::: Petikan terpilih

ADA APA DENGAN PAPUA?*
Selama bertahun-tahun, Pemerintah Indonesia kerap
bergelut dengan isu Pelanggaran hak asasi manusia (HAM) di Papua yang tak
kunjung selesai. Isu tersebut mengemuka baik dalam lingkup nasional maupun
internasional. Seperti dikutip dari Kompas.com (19/7/2016), Koordinator
Jaringan Damai Papua, Neles Tebay menekankan pentingnya audit HAM di tanah
Papua. Adapun hal ini penting dilakukan sebagai restorasi hubungan antara masyarakat
Papua dan pemerintah.
Tebay menyatakan bahwa episentrum masalah HAM di
Papua adalah rasa curiga pemerintah terhadap 'semua' pihak yang bicara soal
HAM. Pemerintah seringkali mencap pihak-pihak itu sebagai pendukung gerakan
separatis yang dimotori oleh OPM (Organisasi Papua Merdeka). Sehingga, negara
hanya melakukan pendekatan keamanan dengan menempatkan setiap usaha penegakan
HAM sebagai gerakan separatis.
Di sisi lain, OPM atau kelompok yang selama ini
merasakan diskriminasi dari pusat melihat pemerintah sebagai penjajah. Maka,
setiap tindakan yang dilakukan baik diplomasi maupun aksi-aksi kekerasan adalah
demi usaha dekolonisasi. Relasi inilah yang menjadi akar dari
pelanggaran-pelanggaran HAM yang terjadi di tanah Papua. Selama tidak ada perubahan
relasi antara kedua pihak, sulit untuk menciptakan iklim demokrasi di tanah
Papua.
Dapat dilihat bahwa konflik di Papua menempatkan dua
kubu besar, yaitu Indonesia sebagai negara yang menjunjung tinggi slogan 'NKRI
Harga Mati' dan gerakan separatis Papua dengan memoria passionis yang mencoba menuntut lepas dari Indonesia. Kedua
kubu, khususnya Pemerintah seolah menghilangkan posisi dan peran pihak ketiga
yaitu pekerja HAM dan gerakan sosial Indonesia yang terus melakukan advokasi
politik untuk menciptakan iklim demokrasi di Papua. Ketika posisi kelompok ini
seharusnya dapat menjadi mediator antara negara dan civil society, keterlibatan mereka dalam advokasi justru sering
disalahkaprahkan sebagai potensi ancaman separatis Gerakan Papua Merdeka (Richard,
2011).
APA ITU
SEPARATIS?
Dinamika sosial-politik di Papua diwarnai dengan
ketakutan akan pengaruh asing. Negara memilih tidak melibatkan pihak asing dalam
penyelesaian konflik Papua. Hal ini terlihat jelas dari posisi negara yang
dikeluarkan Luhut Binsar Pandjaitan, pada saat menjabat sebagai Menko Polhukam
pada Kompas.com. Beliau yakin bahwa permasalahan di Papua dapat diselesaikan
tanpa keterlibatan pihak asing. Hal serupa juga dipaparkan Wiranto yang
sekarang menggantikan jabatan Luhut. Tidak hanya itu, Freddy Numberi, Gubernur
Papua periode 1998-2001 (Kompas.com, 18/10/2016) menyatakan bahwa tidak perlu
untuk terlalu menanggapi dunia internasional terkait isu pelanggaran HAM di
Papua. Oleh karena itu, penting untuk mengetengahkan definisi separatis dalam
tulisan ini agar dapat melihat apakah advokasi HAM dan upaya demokratisasi di
Papua merupakan sebuah potensi separatis?

::::::
::: Cuplikan baris data

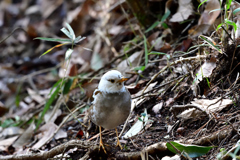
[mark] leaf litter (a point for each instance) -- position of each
(184, 83)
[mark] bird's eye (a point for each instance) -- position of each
(112, 80)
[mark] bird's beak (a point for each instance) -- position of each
(123, 79)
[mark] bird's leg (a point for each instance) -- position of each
(118, 142)
(101, 143)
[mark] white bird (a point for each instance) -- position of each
(112, 103)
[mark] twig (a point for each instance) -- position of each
(49, 154)
(175, 62)
(12, 33)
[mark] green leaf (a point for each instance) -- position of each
(71, 31)
(47, 105)
(164, 25)
(193, 151)
(236, 10)
(68, 53)
(146, 50)
(219, 9)
(67, 86)
(54, 39)
(231, 23)
(67, 33)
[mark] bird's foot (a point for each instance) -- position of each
(102, 146)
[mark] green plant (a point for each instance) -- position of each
(63, 85)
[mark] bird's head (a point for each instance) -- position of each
(112, 82)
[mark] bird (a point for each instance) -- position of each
(111, 105)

::::::

Tugas yang diberikan:
Lanjutkan tulisan tentang isu HAM di Papua, dimulai sesudah kalimat terakhirnya.

Hasil akhir:
Demikian dipahami untuk memberi penekanan pada fakta
bahwa semua advokasi HAM dan demokrasi yang dilakukan LSM (Lembaga Swadaya
Masyarakat)/NGO (Non-Governmental
Organization) bukanlah usaha untuk mengoyak kesatuan NKRI. Dengan begitu,
negara bisa berpikir ulang terkait kebijakannya menutup akses NGO dalam usaha
untuk mereduksi ketimpangan yang terjadi di Papua.
Separatis, atau dikenal dengan istilah insurgensi,
diartikan sebagai perjuangan antara pihak yang tidak berkuasa terhadap pihak
penguasa, di mana pihak yang tidak berkuasa menggunakan secara sadar kemampuan
politiknya. Adapun kemampuan politik dilakukan untuk mencapai legitimasi
politik. Dalam hal ini, legitimasi merupakan pernyataan yang digunakan untuk
memposisikan 'yang benar' dan 'yang salah' dalam populasi tertentu. Tipe
gerakan separatis dibagi menjadi tujuh: anarkis, egalitarian, tradisionil,
pluralis, secessionis, reformis, dan
konservasionis.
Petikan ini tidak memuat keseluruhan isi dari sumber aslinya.